--- Written instruction ---
Rescale only the stretch from the line containing "Query: **wood surface**" through the last line, reproducing every line in it, requests included, with each coordinate in the answer polygons multiplied by 1.3 and rounded to a whole number, halves rounded up. Leave all numbers in the requests and their format samples unchanged.

--- The input ---
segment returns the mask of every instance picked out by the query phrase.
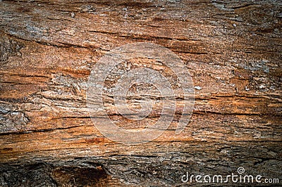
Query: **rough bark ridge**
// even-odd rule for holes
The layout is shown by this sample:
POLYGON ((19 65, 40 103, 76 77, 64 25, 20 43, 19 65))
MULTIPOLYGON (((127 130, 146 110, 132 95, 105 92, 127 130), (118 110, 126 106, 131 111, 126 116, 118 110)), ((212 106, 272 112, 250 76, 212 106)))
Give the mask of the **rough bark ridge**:
POLYGON ((239 167, 282 182, 281 18, 270 0, 0 1, 0 186, 200 186, 181 176, 239 167), (94 127, 85 91, 138 41, 176 53, 197 89, 183 132, 126 146, 94 127))

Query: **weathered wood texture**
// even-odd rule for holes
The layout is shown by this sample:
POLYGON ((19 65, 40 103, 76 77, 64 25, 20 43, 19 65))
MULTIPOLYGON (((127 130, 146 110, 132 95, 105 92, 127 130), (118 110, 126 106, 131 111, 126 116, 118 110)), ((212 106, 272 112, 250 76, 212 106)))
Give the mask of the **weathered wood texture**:
POLYGON ((0 186, 202 186, 181 176, 238 167, 282 182, 281 27, 281 1, 0 1, 0 186), (104 54, 137 41, 201 89, 180 134, 128 146, 94 128, 85 93, 104 54))

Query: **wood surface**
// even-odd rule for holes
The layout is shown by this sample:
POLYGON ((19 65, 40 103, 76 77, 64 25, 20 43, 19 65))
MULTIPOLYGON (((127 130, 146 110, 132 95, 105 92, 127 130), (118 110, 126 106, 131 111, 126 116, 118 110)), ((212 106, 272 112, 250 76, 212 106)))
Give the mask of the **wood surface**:
POLYGON ((281 37, 281 1, 0 1, 0 186, 234 186, 180 179, 243 167, 279 186, 281 37), (94 127, 86 91, 104 54, 136 42, 174 52, 197 89, 181 134, 176 120, 126 146, 94 127))

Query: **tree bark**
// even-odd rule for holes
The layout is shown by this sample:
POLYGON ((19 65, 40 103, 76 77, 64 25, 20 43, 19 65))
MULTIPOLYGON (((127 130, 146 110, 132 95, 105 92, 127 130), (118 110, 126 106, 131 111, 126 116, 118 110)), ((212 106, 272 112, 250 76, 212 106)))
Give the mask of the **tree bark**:
POLYGON ((0 1, 0 186, 202 186, 181 177, 243 167, 278 186, 281 18, 270 0, 0 1), (125 146, 94 127, 86 91, 99 59, 135 42, 183 60, 195 103, 181 134, 176 120, 125 146))

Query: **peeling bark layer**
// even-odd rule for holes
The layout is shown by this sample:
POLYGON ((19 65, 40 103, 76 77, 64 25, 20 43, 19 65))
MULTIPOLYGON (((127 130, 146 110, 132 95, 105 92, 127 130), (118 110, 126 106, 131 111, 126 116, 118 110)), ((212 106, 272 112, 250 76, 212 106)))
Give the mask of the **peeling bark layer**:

--- Solution for this task ---
Query: **wood surface**
// even-odd rule for holes
The layout is shown by this sample:
POLYGON ((19 65, 40 103, 76 77, 64 25, 20 43, 19 65))
MULTIPOLYGON (((127 130, 146 110, 132 95, 105 92, 127 130), (118 110, 126 106, 131 111, 126 116, 118 110)), ((212 106, 272 112, 250 76, 212 106)))
Give the mask of the **wood surface**:
POLYGON ((365 48, 365 1, 0 1, 0 242, 304 242, 234 233, 316 217, 363 242, 365 48), (122 165, 112 118, 135 70, 177 55, 226 68, 256 116, 235 174, 229 156, 164 190, 122 165))

Query: **tree bark**
// even-odd rule for holes
The layout is shown by this sample:
POLYGON ((19 65, 40 103, 76 77, 64 25, 20 43, 19 65))
MULTIPOLYGON (((127 130, 146 110, 132 95, 105 92, 127 130), (118 110, 126 106, 131 111, 126 116, 118 110)), ((212 106, 272 112, 250 76, 212 106)))
Give the mask of the **tree bark**:
POLYGON ((0 1, 0 242, 263 242, 235 230, 316 217, 361 242, 365 23, 351 0, 0 1), (163 190, 122 165, 112 118, 129 77, 176 55, 238 78, 254 134, 235 174, 229 156, 163 190))

Query: **peeling bark layer**
// even-odd rule for holes
The layout is shown by this sample:
POLYGON ((19 65, 40 103, 76 77, 64 25, 20 43, 19 65))
MULTIPOLYGON (((127 130, 146 110, 132 95, 105 92, 127 130), (118 110, 126 106, 131 111, 126 116, 118 110)), ((212 106, 272 112, 250 76, 212 106)))
Give the mask of the **peeling bark layer**:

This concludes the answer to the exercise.